— BEGIN Input material —
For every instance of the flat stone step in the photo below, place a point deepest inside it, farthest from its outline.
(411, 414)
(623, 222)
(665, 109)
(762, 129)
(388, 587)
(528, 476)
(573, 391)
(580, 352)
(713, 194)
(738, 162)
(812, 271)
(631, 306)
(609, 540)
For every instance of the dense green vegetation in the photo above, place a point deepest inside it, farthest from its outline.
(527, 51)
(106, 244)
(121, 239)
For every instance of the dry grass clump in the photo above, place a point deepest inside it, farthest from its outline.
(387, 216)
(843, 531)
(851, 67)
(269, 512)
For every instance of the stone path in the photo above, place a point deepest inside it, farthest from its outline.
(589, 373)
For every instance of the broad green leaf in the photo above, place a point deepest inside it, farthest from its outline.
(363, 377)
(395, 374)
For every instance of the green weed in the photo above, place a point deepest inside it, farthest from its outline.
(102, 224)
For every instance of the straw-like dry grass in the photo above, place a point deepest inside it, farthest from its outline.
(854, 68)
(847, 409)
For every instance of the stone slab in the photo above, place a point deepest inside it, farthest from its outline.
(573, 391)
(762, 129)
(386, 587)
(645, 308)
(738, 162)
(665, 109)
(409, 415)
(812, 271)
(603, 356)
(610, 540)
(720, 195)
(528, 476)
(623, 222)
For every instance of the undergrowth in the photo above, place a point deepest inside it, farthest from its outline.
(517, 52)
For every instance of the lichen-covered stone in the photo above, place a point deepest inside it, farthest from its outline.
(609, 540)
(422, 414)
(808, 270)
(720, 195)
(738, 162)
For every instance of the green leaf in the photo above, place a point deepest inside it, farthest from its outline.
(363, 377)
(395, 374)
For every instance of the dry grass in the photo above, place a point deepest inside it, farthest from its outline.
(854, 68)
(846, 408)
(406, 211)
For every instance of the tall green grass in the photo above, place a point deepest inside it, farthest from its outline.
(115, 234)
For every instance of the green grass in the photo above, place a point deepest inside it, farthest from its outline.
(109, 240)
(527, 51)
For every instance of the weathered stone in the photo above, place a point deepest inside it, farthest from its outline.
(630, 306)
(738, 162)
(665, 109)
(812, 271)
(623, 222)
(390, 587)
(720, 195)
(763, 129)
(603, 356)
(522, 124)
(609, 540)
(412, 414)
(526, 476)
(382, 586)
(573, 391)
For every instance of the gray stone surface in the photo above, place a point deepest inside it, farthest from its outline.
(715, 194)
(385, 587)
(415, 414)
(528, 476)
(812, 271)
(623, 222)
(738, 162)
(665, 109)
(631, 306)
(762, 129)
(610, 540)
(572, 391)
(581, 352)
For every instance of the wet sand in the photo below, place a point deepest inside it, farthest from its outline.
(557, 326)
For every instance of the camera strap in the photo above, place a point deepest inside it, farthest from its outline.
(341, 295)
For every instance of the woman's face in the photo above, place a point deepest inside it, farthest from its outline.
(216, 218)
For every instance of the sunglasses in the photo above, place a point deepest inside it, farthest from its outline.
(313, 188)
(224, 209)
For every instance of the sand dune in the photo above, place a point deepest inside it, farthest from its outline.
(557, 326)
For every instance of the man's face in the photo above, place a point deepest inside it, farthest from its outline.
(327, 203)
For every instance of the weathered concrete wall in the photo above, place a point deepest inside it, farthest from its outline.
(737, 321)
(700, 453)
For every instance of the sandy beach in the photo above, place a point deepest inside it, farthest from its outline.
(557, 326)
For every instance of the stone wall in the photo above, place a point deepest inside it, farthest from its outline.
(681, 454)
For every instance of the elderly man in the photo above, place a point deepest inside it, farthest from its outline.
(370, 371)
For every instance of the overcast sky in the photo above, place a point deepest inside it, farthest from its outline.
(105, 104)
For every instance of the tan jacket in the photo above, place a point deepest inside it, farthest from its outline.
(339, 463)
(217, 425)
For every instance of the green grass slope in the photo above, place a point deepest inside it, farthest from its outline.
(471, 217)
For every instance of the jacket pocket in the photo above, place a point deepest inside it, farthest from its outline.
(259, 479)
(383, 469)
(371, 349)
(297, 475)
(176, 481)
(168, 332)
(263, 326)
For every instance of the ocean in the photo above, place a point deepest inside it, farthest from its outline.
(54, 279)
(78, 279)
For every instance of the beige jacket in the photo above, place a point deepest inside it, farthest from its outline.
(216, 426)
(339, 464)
— END Input material —
● **Exercise task**
Convert all of the records above into a two-column CSV with the headers instruction and response, one row per record. Put each record's text and its answer in a single quoted field, with line breaks replaced by spaces.

● **Exercise output**
instruction,response
"For every instance of the flat stone step in the photo below, place a point deepest inside it, farthest from its outline.","(411, 414) (623, 222) (665, 109) (762, 129) (388, 587) (528, 476) (573, 391) (580, 352) (713, 194) (738, 162) (812, 271) (631, 306) (609, 540)"
"For every instance of the dense green vegetation in the photo above, place a point deepest inside it, farthest from its outline.","(527, 51) (106, 244) (121, 239)"
"For every instance of the dry grass clump in the photo above, place a point deepest inside it, farthest from its outline.","(387, 216) (843, 531) (851, 67) (269, 512)"
"For every instance of the stone path in the photo above, place a point deepest inside it, farthest from its outline.","(589, 373)"
"For every instance of the broad green leaf in the photo above, place a point deepest inside it, farthest from its outline.","(363, 377) (395, 374)"
"For every instance of the green weed in the photo above, place a point deepest inside it, farthest from its outline.","(102, 224)"
"For every instance of the straw-like dry grass in the photo above, place a point deepest inside it, farthest from its outline.","(854, 68) (847, 409)"
"For every instance of the stone slab in the photo above, place a point deepest inside it, farthest from its outline.","(573, 391) (762, 129) (386, 587) (645, 308) (738, 162) (665, 109) (409, 415) (812, 271) (603, 356) (610, 540) (720, 195) (528, 476) (623, 222)"
"For every instance of the undergrowth in the photo above, place a point deepest inside it, farthest from its outline.","(517, 52)"
"For every instance of the lichen-covered stone in the photo above, place a point deepest inside it, farthest from its outline.","(609, 540) (422, 414) (808, 270) (720, 195) (738, 162)"
"For every instance of the green leaf in the photo above, place a point deepest inside it, farthest from its outline.","(363, 377) (395, 374)"
"For every instance of the dry grass in the photo above, place a point deepest inside it, farthest from its outline.","(854, 68) (846, 408) (406, 211)"
"For every instance of the tall green grass in the photo above, place a point deepest inside it, farthest from its outline.","(115, 234)"
"For every instance of the green grass in the photo above, place a point deepest inside it, farthest from its outline.","(109, 240) (527, 51)"
"For every instance of the weathered stone in the photo above, place a point deepest inside it, farthest from its outline.","(630, 306) (738, 162) (665, 109) (812, 271) (623, 222) (390, 587) (720, 195) (763, 129) (603, 356) (522, 124) (609, 540) (412, 414) (526, 476) (382, 586) (573, 391)"
"For every instance of the gray stone surface in the photo above, place a point deepest inside it, farthest from its outline.","(715, 194) (385, 587) (415, 414) (528, 476) (812, 271) (623, 222) (738, 162) (665, 109) (631, 306) (762, 129) (610, 540) (572, 391) (581, 352)"
"For every instance of the wet sand in the photo below, place a point deepest inside it, farthest from its outline.","(557, 326)"
"For every instance of the camera strap in the photo above, place a point deepest inside it, farthest from its outline.","(341, 295)"
"For every instance of the woman's face in the photo above, place a point deepest inside it, farthest from its outline.","(216, 218)"
"For every instance of the sunglasses in the photo above, place a point deepest inside it, farthest from its outline.","(313, 188) (224, 209)"
"For every instance of the sand dune in the photo above, place a point deepest inside it, farthest from its outline.","(557, 326)"
"For every instance of the man's face in the photo above, place a point deepest inside it, farthest from its outline.","(327, 203)"
"For every instance of the weathered concrete wall in the photo above, place a point deepest inside it, farthest from its outline.","(737, 321) (700, 453)"
"For every instance of the sandy beach in the photo above, place a point deepest inside it, farthest from its outline.","(557, 326)"
"For every instance of the stone wall in the photo above, place a point deepest inside it, farthest from its outline.","(681, 454)"
"For every instance of the elderly man in the photo above, place a point deepest inside it, farthest from its outline.","(370, 371)"
"For every instance of the overcast sky in the photo above, place a point deepest inside it, farthest from its outline.","(105, 104)"
"For every instance of the tan jacket in the photo above, place a point deepest inside it, farthest from its outline.","(339, 463) (217, 425)"
"For every instance of the green grass slope in the photo above, place a point deepest inside it, farthest from its outline.","(471, 217)"
"For every instance of the jacket pocket in the photo above, place a point deepest inside it, farthest from its outline.","(259, 479) (383, 469) (371, 349) (297, 475) (176, 481) (168, 332) (263, 326)"
"For every instance of the ocean in the photo above, place a point deepest inside it, farthest from its outline.","(54, 279) (78, 279)"
"For every instance of the beige jacket in the photo above, place a point deepest inside it, farthest from its outline.","(216, 426) (339, 464)"